◆ **The request**:
List each line in the material below that contains the word "long".

◆ **Records shown**:
————————
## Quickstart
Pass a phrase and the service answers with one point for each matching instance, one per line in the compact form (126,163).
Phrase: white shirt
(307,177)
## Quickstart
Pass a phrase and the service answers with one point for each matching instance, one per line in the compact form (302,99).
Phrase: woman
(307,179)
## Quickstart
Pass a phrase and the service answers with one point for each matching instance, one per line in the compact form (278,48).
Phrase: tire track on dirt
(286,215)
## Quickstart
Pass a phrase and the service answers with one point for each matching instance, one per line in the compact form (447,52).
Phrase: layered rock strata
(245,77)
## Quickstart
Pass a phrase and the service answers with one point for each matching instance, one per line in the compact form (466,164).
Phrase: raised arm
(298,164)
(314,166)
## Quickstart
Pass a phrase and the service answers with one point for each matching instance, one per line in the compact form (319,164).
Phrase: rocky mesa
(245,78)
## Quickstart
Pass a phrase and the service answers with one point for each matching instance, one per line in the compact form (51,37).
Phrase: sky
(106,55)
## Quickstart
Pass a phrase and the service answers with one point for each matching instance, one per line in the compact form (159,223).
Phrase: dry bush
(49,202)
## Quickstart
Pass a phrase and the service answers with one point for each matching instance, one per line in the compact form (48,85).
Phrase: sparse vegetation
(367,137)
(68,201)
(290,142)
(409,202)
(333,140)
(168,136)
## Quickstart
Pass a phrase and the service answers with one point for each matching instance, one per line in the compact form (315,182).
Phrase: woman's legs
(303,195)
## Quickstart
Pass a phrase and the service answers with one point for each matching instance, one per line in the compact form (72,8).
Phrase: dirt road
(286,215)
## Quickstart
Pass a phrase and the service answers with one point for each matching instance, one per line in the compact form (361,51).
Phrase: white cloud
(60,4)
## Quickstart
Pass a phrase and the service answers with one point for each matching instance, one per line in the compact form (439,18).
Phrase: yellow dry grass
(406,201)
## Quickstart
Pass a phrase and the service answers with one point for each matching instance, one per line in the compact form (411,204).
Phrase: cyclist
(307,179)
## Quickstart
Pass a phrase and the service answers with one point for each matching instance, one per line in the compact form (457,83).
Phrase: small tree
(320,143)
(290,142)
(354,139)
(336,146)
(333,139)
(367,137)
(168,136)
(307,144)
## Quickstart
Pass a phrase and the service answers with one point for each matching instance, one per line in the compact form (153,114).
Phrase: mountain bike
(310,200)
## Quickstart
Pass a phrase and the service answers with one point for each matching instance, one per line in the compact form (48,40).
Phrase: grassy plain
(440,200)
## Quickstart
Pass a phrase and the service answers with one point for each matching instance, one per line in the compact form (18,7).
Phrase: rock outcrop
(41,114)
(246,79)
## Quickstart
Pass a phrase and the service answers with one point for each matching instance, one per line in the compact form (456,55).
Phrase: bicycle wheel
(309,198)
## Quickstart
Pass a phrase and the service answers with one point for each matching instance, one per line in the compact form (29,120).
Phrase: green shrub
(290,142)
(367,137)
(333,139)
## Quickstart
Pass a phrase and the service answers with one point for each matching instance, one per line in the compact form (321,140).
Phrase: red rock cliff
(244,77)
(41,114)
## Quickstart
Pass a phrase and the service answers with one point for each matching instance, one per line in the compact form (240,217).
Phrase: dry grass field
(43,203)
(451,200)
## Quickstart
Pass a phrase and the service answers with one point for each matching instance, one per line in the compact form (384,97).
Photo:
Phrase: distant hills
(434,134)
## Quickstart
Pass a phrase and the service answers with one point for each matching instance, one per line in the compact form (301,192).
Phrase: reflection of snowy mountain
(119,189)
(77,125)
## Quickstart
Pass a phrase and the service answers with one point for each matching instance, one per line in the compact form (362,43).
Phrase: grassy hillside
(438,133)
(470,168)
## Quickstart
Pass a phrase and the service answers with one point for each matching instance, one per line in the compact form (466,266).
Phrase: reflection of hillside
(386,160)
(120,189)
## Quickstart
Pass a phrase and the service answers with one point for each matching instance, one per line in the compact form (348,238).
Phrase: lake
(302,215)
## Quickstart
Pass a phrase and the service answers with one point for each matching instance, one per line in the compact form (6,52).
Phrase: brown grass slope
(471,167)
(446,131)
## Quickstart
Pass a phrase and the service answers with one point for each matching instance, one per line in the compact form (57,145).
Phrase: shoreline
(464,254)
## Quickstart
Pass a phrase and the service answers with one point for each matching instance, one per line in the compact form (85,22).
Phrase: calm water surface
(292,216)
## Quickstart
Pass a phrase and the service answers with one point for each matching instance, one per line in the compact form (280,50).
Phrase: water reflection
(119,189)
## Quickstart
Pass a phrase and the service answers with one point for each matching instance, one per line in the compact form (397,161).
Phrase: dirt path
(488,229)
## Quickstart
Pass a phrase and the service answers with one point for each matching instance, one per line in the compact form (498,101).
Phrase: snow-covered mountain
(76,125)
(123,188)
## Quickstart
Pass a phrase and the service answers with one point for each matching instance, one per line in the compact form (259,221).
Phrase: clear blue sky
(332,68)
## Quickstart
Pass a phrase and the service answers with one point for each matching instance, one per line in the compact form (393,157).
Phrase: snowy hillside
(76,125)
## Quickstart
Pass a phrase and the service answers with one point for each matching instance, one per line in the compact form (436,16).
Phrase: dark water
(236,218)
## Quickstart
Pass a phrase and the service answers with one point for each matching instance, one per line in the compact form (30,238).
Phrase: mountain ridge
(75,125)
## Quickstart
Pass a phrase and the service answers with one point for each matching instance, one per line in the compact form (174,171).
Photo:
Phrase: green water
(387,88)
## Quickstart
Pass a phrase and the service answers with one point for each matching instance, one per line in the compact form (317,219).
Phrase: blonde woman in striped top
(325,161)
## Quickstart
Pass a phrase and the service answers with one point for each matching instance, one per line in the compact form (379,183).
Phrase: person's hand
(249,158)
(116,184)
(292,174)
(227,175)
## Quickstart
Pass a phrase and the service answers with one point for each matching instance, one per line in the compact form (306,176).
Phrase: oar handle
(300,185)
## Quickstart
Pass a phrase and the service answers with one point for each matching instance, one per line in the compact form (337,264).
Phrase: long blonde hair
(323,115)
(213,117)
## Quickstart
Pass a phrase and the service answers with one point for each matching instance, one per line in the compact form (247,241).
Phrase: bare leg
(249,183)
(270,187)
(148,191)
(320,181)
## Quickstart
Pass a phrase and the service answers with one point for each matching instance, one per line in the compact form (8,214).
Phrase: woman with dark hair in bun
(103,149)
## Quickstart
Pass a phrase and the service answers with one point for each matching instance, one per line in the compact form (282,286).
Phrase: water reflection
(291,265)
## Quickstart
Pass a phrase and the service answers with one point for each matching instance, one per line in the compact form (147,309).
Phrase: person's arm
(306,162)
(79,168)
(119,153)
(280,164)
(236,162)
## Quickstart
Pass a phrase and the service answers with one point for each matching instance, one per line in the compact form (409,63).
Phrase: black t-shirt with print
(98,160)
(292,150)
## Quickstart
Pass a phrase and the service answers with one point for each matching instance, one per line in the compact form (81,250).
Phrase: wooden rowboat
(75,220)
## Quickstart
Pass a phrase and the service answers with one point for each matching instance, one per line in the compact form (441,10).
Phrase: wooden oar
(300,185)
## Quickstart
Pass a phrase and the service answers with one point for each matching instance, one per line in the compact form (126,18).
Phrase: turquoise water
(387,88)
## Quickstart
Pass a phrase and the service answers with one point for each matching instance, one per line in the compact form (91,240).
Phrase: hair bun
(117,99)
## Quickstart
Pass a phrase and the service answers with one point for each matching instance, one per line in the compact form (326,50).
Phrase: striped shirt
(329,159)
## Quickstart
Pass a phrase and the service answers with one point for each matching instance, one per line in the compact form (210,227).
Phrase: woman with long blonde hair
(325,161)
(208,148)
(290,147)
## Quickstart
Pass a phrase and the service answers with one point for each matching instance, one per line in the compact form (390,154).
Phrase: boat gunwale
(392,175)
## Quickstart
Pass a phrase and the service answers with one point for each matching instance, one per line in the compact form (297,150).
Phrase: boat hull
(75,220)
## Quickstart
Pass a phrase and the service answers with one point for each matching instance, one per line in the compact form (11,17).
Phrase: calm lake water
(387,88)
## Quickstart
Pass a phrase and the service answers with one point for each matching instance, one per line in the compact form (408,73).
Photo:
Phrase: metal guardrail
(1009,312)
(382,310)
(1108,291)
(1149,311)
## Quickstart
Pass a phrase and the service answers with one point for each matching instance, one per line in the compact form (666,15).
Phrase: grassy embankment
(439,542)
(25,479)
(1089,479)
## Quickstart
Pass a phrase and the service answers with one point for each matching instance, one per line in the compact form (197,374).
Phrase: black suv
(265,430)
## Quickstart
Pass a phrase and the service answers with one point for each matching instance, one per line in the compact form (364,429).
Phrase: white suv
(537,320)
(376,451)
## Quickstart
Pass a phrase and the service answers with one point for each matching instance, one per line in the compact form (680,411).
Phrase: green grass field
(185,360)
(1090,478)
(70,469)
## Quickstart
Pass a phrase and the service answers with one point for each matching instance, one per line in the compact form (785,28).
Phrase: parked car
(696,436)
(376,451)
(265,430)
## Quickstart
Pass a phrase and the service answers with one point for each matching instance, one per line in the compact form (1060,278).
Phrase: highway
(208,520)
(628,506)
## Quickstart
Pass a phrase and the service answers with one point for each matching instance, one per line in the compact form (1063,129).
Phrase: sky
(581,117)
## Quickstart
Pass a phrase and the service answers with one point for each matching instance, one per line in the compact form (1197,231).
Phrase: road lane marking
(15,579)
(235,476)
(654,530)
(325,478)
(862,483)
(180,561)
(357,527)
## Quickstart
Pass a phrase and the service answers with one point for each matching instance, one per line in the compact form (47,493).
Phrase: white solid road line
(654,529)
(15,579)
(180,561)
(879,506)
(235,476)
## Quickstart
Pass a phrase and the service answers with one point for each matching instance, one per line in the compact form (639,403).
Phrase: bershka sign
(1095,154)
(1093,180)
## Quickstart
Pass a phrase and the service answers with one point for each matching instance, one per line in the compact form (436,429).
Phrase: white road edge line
————————
◆ **Task output**:
Phrase: long blonde hair
Phrase: woman with long blonde hair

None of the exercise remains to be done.